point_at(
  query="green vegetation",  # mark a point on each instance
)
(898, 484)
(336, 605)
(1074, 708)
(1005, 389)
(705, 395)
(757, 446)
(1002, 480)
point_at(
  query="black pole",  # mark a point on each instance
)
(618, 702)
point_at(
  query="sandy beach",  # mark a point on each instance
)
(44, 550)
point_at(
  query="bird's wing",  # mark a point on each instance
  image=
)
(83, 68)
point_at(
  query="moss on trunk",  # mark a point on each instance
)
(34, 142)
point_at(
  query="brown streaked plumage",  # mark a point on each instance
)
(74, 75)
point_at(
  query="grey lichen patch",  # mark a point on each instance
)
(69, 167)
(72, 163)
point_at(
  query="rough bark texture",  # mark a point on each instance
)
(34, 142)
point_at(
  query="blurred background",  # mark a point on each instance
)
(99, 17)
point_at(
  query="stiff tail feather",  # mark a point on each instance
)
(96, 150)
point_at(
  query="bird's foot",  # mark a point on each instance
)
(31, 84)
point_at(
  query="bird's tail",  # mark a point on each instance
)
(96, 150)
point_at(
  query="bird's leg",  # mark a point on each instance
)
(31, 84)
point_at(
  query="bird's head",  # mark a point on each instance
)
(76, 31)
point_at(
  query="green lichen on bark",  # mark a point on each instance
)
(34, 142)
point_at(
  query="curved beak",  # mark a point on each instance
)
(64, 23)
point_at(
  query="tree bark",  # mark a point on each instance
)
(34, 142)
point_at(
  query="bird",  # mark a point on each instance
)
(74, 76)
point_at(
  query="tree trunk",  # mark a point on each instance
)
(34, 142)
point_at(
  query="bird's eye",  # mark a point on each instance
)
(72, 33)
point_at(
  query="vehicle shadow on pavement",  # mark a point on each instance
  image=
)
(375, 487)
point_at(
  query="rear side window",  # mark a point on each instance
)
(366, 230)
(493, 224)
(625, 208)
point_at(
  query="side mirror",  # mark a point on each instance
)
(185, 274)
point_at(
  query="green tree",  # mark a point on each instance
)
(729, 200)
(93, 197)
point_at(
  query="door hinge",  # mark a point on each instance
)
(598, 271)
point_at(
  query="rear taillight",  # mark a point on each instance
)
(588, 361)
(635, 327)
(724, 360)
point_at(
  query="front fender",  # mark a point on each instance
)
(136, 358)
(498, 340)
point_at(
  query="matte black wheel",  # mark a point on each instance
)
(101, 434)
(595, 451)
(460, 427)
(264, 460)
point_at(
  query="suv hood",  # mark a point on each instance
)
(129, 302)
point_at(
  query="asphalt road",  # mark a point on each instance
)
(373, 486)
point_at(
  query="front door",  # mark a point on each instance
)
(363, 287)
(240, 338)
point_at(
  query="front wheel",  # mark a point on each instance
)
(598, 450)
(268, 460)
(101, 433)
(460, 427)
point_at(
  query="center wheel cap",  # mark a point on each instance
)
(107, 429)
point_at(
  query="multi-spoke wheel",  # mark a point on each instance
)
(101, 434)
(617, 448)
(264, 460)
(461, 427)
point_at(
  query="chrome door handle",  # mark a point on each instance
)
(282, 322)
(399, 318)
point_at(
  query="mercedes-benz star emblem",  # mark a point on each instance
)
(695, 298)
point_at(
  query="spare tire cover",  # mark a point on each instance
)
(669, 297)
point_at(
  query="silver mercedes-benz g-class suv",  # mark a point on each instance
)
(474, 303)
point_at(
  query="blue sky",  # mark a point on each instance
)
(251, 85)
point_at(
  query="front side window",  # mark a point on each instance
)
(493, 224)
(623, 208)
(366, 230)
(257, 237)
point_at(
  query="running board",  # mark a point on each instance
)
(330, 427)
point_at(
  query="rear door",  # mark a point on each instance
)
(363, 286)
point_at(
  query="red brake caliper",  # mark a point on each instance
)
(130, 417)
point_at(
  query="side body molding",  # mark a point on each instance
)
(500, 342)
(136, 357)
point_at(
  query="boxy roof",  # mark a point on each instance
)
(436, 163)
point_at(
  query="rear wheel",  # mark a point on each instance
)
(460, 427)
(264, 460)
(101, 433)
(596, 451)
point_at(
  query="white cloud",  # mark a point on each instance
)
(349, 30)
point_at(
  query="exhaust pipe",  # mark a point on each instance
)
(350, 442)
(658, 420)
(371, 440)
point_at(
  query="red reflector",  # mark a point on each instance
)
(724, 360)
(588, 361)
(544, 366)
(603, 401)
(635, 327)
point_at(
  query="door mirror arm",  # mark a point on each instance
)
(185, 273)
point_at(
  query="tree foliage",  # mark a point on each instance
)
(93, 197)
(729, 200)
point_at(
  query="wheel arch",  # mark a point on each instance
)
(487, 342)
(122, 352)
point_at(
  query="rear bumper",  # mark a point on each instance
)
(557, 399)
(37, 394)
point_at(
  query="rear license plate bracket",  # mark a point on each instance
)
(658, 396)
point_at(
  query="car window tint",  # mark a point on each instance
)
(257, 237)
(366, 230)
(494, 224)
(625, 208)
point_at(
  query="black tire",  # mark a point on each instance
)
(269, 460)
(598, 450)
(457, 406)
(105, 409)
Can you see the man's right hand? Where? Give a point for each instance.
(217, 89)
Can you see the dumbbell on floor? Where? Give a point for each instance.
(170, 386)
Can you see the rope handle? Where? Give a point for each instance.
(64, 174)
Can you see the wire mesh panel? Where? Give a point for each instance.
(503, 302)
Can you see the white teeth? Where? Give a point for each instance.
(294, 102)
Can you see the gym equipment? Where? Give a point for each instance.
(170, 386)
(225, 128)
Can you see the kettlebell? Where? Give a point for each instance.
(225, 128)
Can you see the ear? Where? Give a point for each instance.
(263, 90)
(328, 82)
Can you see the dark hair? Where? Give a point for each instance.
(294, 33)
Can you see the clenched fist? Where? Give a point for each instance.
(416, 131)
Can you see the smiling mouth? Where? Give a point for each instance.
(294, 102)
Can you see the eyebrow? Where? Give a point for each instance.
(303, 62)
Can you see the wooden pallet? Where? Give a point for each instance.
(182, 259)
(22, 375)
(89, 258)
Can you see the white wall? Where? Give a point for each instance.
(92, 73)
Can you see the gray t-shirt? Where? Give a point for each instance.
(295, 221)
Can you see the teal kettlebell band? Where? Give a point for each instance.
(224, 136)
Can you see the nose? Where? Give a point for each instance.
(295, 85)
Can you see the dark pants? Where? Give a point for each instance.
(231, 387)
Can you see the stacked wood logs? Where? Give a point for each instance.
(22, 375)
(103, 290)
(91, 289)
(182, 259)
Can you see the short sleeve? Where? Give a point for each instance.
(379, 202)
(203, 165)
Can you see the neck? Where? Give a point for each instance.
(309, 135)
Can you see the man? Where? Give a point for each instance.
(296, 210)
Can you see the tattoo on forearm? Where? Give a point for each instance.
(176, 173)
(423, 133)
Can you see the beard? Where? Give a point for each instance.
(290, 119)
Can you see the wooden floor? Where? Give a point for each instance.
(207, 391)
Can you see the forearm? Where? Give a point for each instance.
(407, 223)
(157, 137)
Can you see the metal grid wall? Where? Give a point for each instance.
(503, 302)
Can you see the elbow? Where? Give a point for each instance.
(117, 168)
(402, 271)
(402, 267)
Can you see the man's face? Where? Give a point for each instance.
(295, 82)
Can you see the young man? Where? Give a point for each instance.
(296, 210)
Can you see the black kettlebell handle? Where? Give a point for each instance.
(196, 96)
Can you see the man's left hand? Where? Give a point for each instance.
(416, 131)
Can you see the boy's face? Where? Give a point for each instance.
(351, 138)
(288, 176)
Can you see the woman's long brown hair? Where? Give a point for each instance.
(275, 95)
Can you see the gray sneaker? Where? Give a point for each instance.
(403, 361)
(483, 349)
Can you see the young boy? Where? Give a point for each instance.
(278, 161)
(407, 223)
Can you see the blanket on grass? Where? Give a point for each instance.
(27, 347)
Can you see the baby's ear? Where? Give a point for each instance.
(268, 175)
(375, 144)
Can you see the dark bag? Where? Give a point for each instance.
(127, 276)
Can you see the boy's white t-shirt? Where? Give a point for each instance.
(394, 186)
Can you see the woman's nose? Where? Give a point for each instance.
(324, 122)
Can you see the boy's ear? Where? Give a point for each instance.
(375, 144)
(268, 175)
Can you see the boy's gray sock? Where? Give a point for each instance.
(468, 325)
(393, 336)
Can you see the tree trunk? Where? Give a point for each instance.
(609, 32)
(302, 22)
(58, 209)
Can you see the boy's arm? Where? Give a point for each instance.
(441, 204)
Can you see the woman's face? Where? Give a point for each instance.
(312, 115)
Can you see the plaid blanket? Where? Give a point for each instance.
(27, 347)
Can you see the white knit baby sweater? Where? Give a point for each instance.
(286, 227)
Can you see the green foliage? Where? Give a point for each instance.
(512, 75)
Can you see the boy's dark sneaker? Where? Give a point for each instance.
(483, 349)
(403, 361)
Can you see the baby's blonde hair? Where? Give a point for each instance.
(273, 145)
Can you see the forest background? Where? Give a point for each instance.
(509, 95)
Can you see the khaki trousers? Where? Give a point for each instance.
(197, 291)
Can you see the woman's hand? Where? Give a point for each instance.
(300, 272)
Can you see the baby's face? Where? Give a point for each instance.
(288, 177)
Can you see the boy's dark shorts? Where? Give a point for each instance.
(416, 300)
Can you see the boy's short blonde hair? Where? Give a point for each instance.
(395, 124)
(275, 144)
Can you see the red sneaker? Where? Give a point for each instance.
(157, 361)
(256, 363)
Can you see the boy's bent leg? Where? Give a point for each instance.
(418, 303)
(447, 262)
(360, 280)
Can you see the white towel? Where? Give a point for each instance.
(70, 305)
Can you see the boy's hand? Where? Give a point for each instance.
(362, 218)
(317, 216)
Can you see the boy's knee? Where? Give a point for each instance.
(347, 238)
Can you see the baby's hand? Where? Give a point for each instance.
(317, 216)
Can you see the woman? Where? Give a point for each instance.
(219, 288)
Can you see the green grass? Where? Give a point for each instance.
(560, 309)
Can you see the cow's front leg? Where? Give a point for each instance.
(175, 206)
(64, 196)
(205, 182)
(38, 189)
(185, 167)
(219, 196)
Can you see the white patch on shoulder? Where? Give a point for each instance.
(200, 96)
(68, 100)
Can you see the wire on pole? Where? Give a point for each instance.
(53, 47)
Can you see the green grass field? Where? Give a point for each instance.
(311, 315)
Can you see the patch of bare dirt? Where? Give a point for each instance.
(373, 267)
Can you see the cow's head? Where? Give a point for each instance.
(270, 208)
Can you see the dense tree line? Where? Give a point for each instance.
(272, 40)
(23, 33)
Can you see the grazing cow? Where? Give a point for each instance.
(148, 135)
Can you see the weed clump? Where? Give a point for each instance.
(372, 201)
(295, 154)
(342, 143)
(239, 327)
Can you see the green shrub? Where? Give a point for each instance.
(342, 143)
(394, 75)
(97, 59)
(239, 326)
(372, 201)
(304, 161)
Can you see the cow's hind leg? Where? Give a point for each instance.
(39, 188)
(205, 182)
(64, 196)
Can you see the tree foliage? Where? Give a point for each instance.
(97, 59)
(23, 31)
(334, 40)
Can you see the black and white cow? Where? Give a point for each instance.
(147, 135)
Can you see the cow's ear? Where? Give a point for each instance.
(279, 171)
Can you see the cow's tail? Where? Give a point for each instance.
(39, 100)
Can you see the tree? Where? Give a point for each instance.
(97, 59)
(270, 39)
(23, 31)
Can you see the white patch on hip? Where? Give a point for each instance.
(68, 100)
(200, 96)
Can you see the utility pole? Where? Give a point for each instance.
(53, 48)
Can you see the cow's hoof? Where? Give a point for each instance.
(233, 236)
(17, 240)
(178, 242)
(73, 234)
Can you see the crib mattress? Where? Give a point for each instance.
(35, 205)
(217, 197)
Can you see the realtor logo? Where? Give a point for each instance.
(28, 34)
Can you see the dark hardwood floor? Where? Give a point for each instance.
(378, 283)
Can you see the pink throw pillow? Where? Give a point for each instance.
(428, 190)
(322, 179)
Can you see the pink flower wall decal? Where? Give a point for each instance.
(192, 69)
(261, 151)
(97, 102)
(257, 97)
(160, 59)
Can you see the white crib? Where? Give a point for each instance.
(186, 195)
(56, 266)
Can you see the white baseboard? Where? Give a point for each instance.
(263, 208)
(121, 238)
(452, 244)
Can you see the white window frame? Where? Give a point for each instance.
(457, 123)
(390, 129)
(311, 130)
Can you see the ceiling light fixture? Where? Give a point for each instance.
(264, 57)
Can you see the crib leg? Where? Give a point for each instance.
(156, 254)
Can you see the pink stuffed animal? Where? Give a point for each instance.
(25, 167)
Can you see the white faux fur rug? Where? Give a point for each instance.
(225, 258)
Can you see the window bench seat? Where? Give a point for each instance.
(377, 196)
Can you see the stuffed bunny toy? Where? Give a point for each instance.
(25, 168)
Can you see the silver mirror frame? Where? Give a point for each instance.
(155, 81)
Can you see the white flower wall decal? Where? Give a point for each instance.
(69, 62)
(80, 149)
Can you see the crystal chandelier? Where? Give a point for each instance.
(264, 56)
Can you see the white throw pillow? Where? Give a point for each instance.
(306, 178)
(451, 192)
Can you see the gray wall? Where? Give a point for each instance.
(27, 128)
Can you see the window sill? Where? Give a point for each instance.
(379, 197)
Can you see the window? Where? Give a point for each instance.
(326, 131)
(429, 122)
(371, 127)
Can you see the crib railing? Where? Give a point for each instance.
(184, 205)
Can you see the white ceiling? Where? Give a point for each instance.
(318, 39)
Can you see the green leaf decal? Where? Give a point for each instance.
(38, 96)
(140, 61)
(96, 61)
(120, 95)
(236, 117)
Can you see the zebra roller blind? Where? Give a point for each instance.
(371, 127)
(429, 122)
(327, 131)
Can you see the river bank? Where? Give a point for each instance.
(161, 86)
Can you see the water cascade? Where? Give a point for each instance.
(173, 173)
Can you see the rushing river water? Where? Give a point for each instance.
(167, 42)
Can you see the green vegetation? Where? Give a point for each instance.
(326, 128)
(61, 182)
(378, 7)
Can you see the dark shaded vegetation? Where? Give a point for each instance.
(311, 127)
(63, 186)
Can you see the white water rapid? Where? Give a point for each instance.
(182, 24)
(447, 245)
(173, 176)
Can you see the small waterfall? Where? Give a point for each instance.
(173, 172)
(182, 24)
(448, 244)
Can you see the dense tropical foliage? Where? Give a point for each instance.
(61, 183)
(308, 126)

:::::

After reading the records above, give the number of lines that include "benz", and add nothing else.

2